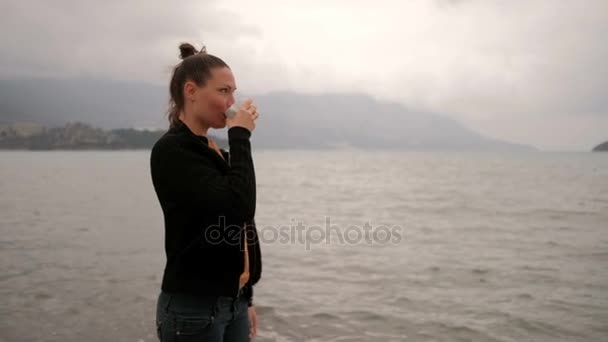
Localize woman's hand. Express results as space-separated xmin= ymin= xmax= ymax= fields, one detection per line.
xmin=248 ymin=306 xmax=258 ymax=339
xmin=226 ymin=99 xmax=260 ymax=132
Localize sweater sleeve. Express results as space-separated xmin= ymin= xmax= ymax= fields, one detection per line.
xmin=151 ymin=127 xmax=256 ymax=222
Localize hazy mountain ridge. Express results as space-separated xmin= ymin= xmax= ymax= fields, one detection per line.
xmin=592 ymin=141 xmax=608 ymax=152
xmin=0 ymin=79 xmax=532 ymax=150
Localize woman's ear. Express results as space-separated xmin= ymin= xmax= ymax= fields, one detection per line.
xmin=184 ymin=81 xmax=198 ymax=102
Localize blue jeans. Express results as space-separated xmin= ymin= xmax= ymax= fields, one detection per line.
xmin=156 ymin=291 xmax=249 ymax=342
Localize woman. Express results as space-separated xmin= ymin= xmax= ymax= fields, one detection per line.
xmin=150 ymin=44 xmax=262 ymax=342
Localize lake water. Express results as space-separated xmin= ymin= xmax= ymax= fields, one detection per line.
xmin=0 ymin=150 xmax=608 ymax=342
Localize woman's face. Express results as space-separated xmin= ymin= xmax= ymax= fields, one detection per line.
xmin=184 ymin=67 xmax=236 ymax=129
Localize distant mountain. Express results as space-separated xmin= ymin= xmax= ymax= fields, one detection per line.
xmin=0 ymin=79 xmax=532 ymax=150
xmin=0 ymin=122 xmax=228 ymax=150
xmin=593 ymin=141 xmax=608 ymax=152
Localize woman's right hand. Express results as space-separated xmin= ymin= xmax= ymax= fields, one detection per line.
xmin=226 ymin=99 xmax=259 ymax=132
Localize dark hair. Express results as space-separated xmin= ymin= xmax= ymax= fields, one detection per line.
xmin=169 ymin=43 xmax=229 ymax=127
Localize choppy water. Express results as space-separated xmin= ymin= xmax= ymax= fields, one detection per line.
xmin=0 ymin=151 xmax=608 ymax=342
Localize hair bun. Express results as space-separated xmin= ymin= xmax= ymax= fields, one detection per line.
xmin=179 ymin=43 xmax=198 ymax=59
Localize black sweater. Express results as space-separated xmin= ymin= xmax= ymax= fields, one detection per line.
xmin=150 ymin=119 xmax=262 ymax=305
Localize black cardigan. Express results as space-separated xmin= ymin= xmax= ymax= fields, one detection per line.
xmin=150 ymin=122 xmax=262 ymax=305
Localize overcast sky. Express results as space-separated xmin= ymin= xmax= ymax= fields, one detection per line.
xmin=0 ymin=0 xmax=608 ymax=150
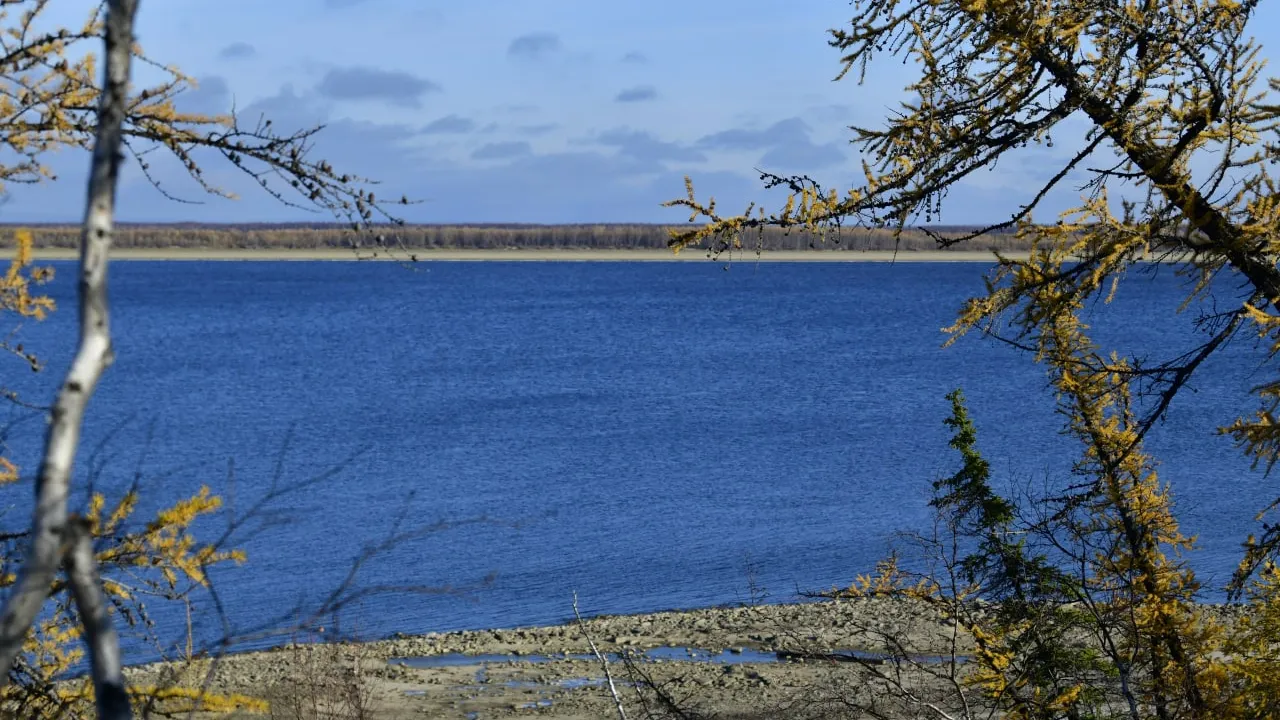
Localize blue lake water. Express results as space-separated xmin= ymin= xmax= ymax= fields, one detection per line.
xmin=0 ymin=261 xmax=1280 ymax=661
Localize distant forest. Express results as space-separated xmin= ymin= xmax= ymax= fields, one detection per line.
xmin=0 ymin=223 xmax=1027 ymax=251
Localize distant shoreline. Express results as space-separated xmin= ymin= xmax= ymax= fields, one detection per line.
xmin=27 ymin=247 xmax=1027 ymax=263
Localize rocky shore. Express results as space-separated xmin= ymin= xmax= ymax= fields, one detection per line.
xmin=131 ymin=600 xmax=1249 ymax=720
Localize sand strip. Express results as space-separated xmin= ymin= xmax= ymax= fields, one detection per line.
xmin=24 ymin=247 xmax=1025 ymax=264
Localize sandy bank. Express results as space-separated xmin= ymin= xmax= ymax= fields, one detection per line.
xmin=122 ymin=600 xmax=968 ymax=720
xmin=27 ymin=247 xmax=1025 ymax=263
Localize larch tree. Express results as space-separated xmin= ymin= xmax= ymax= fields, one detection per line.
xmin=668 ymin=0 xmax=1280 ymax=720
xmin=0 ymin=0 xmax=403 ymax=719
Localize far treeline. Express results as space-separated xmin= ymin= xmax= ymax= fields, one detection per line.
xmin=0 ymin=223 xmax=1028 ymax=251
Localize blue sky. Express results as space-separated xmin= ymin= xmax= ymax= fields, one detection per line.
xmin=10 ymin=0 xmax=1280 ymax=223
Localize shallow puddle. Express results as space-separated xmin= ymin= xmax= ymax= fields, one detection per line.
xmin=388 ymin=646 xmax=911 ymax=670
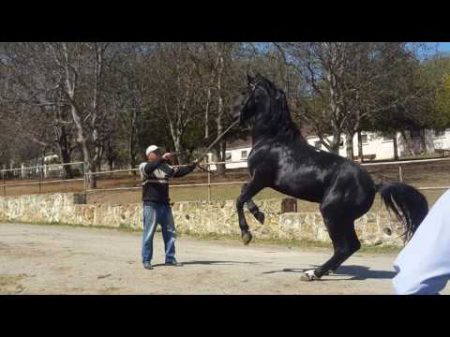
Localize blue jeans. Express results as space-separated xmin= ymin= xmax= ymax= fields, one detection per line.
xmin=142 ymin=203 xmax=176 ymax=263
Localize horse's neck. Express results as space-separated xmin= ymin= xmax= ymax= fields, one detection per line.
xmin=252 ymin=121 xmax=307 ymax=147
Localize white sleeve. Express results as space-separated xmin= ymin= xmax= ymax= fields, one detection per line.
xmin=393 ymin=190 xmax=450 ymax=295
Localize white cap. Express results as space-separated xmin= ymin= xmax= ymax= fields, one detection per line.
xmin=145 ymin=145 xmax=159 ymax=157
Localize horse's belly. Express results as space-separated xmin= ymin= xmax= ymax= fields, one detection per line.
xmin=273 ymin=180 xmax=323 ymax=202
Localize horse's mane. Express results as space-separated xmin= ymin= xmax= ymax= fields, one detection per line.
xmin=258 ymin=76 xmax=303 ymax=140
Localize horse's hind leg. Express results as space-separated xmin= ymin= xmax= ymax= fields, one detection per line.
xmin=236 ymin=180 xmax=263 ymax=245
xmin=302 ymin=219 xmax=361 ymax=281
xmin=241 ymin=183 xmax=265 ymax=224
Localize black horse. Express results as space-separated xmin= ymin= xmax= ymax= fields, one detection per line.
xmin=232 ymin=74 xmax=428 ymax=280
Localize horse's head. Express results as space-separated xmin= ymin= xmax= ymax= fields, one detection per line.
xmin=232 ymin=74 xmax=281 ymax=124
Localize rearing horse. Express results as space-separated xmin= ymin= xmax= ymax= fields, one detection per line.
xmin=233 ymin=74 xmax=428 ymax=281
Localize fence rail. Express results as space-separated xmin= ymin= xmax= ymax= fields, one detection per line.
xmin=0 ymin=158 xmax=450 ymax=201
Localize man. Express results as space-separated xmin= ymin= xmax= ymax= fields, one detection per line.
******************************
> _Directions_
Copy out every entry above word for word, leaving out the pictures.

> _Correct output_
Localize woman's hand. Express results as space-separated xmin= ymin= xmax= ymax= fields, one detection per line.
xmin=248 ymin=306 xmax=258 ymax=339
xmin=226 ymin=99 xmax=260 ymax=132
Localize sweater sleeve. Express results as space-separated xmin= ymin= xmax= ymax= fields, one detection per line.
xmin=151 ymin=127 xmax=256 ymax=222
Localize hazy mountain ridge. Express results as space-separated xmin= ymin= xmax= ymax= fields, one detection per line.
xmin=592 ymin=141 xmax=608 ymax=152
xmin=0 ymin=79 xmax=532 ymax=150
Localize woman's ear. Express results as space-separated xmin= ymin= xmax= ymax= fields, one detection per line.
xmin=184 ymin=81 xmax=198 ymax=102
Localize blue jeans. Express results as space-separated xmin= ymin= xmax= ymax= fields, one detection per line.
xmin=156 ymin=291 xmax=249 ymax=342
Localize woman. Express results as space-separated xmin= ymin= xmax= ymax= fields, one detection per line.
xmin=150 ymin=44 xmax=262 ymax=342
Localize lake water. Express results as space-separated xmin= ymin= xmax= ymax= fields, one detection per line.
xmin=0 ymin=150 xmax=608 ymax=342
Localize woman's face. Express results as space-separated xmin= ymin= xmax= ymax= fields, one detection per line.
xmin=184 ymin=67 xmax=236 ymax=129
Localize distant mountain. Express results as space-separated xmin= ymin= xmax= ymax= fields, one detection per line.
xmin=0 ymin=79 xmax=532 ymax=150
xmin=0 ymin=122 xmax=228 ymax=150
xmin=593 ymin=141 xmax=608 ymax=152
Localize woman's right hand. Express results as space-separated xmin= ymin= xmax= ymax= fields, one detection per line.
xmin=226 ymin=99 xmax=259 ymax=132
Localize dark hair. Express results as space-separated xmin= ymin= xmax= ymax= fields, one detection per line.
xmin=169 ymin=43 xmax=229 ymax=127
Localize choppy water. Express results as space-separated xmin= ymin= xmax= ymax= fields, one detection per line.
xmin=0 ymin=151 xmax=608 ymax=342
Localize hair bun. Express results as space-separated xmin= ymin= xmax= ymax= fields, one detection per line.
xmin=179 ymin=43 xmax=198 ymax=59
Localize black sweater. Express results as space-separated xmin= ymin= xmax= ymax= fields, one detection per line.
xmin=150 ymin=119 xmax=262 ymax=305
Localize black cardigan. Express results as space-separated xmin= ymin= xmax= ymax= fields, one detection per line.
xmin=150 ymin=122 xmax=262 ymax=305
Localize overcast sky. Express results as space-separated xmin= ymin= xmax= ymax= fields, one detection per line.
xmin=0 ymin=0 xmax=608 ymax=150
Localize blue lake water. Express results as space-separated xmin= ymin= xmax= ymax= fields, one detection per line.
xmin=0 ymin=261 xmax=1280 ymax=661
Localize distant forest. Express results as space-separated xmin= ymin= xmax= ymax= fields, one detection per line.
xmin=0 ymin=223 xmax=1027 ymax=251
Localize distant shoreline. Express results as space-separated xmin= ymin= xmax= ymax= fields, one detection per line.
xmin=27 ymin=247 xmax=1027 ymax=263
Localize rocky shore. Express results as space-separated xmin= ymin= xmax= ymax= fields, one detection per line.
xmin=131 ymin=600 xmax=1249 ymax=720
Localize sand strip. Express results as space-separated xmin= ymin= xmax= ymax= fields, one detection per line.
xmin=24 ymin=247 xmax=1025 ymax=264
Localize sandy bank. Express results as space-separated xmin= ymin= xmax= ymax= fields, one detection per line.
xmin=122 ymin=600 xmax=968 ymax=720
xmin=27 ymin=247 xmax=1025 ymax=263
Localize larch tree. Express results as space-separated xmin= ymin= xmax= ymax= fields, one detection per line.
xmin=668 ymin=0 xmax=1280 ymax=720
xmin=0 ymin=0 xmax=403 ymax=719
Localize far treeline. Express results as space-separated xmin= ymin= xmax= ymax= fields, one detection per line.
xmin=0 ymin=223 xmax=1028 ymax=251
Localize blue sky. Express results as space-separated xmin= ymin= xmax= ymax= fields, one detection per line.
xmin=10 ymin=0 xmax=1280 ymax=223
Localize shallow puddle. Express results as space-separated xmin= ymin= xmax= ymax= fields, one detection per line.
xmin=388 ymin=646 xmax=911 ymax=670
Localize blue jeans. Express results as space-separated xmin= ymin= xmax= ymax= fields, one detection per line.
xmin=142 ymin=203 xmax=176 ymax=263
Localize horse's neck. Express results as space-separated xmin= ymin= xmax= ymax= fields, one detection per line.
xmin=252 ymin=121 xmax=307 ymax=147
Localize white sleeve. Express results as space-separated xmin= ymin= xmax= ymax= fields, one detection per line.
xmin=393 ymin=190 xmax=450 ymax=295
Localize white cap. Express results as space-separated xmin= ymin= xmax= ymax= fields, one detection per line.
xmin=145 ymin=145 xmax=159 ymax=157
Localize horse's belly. Express results as space-separated xmin= ymin= xmax= ymax= fields, one detection per line.
xmin=273 ymin=180 xmax=323 ymax=202
Localize horse's mane. Express results as space-separated xmin= ymin= xmax= ymax= fields, one detection per line.
xmin=258 ymin=76 xmax=303 ymax=140
Localize horse's hind leg. Express results as space-separated xmin= ymin= xmax= ymax= fields, one detection per line.
xmin=236 ymin=180 xmax=263 ymax=245
xmin=302 ymin=219 xmax=361 ymax=281
xmin=241 ymin=183 xmax=265 ymax=224
Localize black horse. Express results as space-separated xmin= ymin= xmax= ymax= fields, one detection per line.
xmin=232 ymin=74 xmax=428 ymax=280
Localize horse's head. Express results as space-separated xmin= ymin= xmax= ymax= fields, one detection per line.
xmin=232 ymin=74 xmax=281 ymax=124
Localize rearing horse. Express results as space-separated xmin= ymin= xmax= ymax= fields, one detection per line.
xmin=233 ymin=74 xmax=428 ymax=281
Localize fence rail. Express results as space-separated xmin= ymin= xmax= ymax= fields, one detection per line.
xmin=0 ymin=158 xmax=450 ymax=201
Localize man. Express results as space-separated xmin= ymin= xmax= ymax= fields, one detection per line.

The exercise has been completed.